## Compito assegnato
Nella discussione sul mercato dell'Inter, sostituisci "Perisic" con "un grande giocatore" e riporta il passo che si apre con le parole contenenti "## Splendidi Incisivi" e si chiude con "arriverà certamente Perisic.".

## Estratto selezionato

Il Real Madrid non è la società esattamente più indicata per valorizzare i giovani e Kovacic ha bisogno di chi lo completi e lo faccia diventare finalmente un grande giocatore. In ogni caso, anche qualora dovesse esplodere sarò contento che non l'avrà fatto all'Inter, in caso contrario sarà l'Inter ad aver fatto l'affare, anche se ora come ora, con la partenza di Kovacic, Medel diventa titolare e la cosa non può farmi che piacere.


----------



## Il Genio (16 Agosto 2015)

Splendidi Incisivi ha scritto:


> Il Real Madrid non è la società esattamente più indicata per valorizzare i giovani e Kovacic ha bisogno di chi lo completi e lo faccia diventare finalmente un grande giocatore. In ogni caso, anche qualora dovesse esplodere sarò contento che non l'avrà fatto all'Inter, in caso contrario sarà l'Inter ad aver fatto l'affare, anche se ora come ora, con la partenza di Kovacic, Medel diventa titolare e la cosa non può farmi che piacere.



All'inter purtroppo non hanno galliani 
Stai pur certo che con quei soldi compreranno uno coi fiocchi


----------



## Splendidi Incisivi (16 Agosto 2015)

Il Genio ha scritto:


> All'inter purtroppo non hanno galliani
> Stai pur certo che con quei soldi compreranno uno coi fiocchi


Dopo le partenze di Shaqiri e Kovacic arriverà certamente Perisic.

## Dati forniti

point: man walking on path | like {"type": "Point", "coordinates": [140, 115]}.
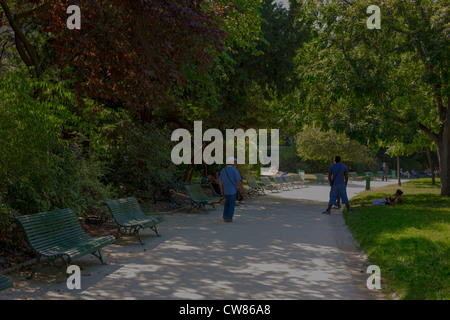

## Risultato ottenuto
## Splendidi Incisivi (16 Agosto 2015)

Il Genio ha scritto:


> All'inter purtroppo non hanno galliani
> Stai pur certo che con quei soldi compreranno uno coi fiocchi


Dopo le partenze di Shaqiri e Kovacic arriverà certamente un grande giocatore.